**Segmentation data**

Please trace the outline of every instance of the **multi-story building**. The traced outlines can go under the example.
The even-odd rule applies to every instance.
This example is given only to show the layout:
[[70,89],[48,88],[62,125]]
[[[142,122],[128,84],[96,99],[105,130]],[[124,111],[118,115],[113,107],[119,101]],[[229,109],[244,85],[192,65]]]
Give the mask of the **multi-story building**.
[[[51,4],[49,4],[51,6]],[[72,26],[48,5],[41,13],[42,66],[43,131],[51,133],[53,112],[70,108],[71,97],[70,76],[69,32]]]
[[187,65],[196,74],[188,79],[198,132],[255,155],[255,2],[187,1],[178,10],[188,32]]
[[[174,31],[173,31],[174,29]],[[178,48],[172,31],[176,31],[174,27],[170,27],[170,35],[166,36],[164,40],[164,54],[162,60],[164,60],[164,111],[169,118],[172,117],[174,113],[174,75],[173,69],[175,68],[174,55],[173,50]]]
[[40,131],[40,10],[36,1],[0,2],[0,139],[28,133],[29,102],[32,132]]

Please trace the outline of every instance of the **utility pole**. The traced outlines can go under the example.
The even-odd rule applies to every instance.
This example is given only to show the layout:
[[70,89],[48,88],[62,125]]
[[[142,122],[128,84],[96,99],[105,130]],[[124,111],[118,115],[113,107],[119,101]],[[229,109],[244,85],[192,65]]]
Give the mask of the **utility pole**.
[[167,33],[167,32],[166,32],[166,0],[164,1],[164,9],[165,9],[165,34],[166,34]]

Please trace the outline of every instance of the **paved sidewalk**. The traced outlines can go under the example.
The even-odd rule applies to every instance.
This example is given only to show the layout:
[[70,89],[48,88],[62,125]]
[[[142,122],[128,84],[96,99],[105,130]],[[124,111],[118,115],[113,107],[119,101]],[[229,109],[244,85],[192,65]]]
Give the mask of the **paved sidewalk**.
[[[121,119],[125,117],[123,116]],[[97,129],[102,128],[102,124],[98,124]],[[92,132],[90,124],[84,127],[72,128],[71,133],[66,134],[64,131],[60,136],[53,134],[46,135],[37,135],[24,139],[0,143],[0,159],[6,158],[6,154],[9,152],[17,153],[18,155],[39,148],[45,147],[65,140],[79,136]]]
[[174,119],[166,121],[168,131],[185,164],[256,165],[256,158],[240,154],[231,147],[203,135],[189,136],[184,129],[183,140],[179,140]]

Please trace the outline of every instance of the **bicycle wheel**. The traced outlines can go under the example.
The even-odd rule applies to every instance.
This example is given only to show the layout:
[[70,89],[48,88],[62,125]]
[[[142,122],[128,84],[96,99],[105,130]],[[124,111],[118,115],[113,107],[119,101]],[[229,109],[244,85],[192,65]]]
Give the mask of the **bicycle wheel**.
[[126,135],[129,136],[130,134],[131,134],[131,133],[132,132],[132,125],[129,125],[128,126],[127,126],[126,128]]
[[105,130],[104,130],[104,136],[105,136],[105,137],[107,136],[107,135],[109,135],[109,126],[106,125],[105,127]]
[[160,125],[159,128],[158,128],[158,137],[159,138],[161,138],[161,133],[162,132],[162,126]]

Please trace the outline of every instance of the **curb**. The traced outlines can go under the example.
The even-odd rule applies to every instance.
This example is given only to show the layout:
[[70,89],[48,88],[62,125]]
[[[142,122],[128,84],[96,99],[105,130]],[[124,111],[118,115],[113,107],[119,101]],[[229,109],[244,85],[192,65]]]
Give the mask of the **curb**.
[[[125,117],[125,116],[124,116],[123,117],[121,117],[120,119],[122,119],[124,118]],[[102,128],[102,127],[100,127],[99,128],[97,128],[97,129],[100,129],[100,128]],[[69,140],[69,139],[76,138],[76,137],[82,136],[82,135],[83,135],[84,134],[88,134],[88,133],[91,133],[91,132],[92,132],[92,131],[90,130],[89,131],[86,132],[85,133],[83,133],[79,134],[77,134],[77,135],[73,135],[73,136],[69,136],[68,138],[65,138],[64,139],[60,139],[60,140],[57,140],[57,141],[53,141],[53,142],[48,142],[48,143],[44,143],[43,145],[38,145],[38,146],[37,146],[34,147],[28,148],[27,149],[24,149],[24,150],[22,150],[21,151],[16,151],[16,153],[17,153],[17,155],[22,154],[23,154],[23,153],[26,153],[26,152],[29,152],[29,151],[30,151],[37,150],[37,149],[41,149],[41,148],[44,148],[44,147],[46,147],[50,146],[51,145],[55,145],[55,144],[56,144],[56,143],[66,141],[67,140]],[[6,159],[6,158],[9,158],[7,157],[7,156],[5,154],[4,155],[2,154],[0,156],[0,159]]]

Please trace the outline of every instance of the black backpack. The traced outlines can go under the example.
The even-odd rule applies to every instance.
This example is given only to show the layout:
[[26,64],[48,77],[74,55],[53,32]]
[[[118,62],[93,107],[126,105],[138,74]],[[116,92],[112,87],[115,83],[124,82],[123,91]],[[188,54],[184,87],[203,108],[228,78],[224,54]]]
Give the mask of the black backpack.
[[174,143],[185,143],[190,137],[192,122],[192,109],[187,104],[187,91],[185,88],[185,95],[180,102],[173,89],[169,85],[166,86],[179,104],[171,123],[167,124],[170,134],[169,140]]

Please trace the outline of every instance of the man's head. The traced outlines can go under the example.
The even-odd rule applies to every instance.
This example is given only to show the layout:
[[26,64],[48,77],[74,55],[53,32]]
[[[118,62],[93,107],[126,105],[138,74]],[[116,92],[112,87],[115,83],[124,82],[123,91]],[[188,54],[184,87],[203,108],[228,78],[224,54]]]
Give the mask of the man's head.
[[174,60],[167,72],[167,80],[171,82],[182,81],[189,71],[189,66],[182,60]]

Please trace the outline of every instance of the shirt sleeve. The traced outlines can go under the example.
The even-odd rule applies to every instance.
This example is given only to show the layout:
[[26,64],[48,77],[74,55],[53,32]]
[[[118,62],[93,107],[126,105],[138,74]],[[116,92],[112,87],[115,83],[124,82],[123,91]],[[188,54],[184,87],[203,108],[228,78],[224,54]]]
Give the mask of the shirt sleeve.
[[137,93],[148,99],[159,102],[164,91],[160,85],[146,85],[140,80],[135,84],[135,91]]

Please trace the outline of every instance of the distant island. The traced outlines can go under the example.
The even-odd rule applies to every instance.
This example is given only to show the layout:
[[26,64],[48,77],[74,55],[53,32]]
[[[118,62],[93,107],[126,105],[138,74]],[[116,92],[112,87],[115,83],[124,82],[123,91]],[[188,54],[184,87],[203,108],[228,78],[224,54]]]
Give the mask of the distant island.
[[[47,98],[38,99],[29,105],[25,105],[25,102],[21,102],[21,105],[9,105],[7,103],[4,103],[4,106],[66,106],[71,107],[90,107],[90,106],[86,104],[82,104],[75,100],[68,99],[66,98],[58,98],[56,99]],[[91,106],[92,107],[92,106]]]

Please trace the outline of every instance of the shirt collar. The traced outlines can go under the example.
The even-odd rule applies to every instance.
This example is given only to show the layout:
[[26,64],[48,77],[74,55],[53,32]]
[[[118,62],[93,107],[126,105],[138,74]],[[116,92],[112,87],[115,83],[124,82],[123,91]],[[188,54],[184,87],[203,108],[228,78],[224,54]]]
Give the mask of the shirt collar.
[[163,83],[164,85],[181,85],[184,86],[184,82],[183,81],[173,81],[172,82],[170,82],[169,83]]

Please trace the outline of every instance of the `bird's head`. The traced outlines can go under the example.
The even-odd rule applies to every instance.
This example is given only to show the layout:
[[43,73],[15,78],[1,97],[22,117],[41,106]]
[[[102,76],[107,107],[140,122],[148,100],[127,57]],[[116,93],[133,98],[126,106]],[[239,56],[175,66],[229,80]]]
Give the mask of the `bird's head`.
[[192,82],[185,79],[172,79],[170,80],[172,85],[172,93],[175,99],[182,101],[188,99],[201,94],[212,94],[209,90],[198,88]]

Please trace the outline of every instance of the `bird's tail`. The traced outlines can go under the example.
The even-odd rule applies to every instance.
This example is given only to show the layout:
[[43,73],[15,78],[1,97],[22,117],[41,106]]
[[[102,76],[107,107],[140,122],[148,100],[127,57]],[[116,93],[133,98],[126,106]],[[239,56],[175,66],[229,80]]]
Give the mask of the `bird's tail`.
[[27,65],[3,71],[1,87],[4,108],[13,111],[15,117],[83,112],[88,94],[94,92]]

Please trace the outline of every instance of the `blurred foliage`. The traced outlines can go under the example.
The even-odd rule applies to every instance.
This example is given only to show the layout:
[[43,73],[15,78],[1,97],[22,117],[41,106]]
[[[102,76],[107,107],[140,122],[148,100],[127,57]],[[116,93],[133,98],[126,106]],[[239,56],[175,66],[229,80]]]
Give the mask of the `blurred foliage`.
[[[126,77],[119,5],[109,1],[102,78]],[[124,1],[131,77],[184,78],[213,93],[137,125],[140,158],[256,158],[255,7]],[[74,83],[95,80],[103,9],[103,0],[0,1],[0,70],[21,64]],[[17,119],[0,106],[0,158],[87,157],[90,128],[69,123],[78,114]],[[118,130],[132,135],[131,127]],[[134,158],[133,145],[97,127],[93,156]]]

**Given problem**
Reproduce verbatim the lines of the rows above, starting at the line containing "Please trace the outline of every instance of the **curb**." and ending at the line containing "Give the mask of the **curb**.", with both of those lines included.

**Output for this exercise**
Please trace the outline of every instance of the **curb**. The traced outlines can go under the example.
The even-odd rule applies to every instance.
This example is given only to show the layout:
[[70,89],[48,88],[62,125]]
[[[142,122],[128,84],[96,99],[105,130]],[[124,111],[118,115],[113,107],[119,101]],[[229,109],[244,85],[192,65]]]
Give the mask of the **curb**.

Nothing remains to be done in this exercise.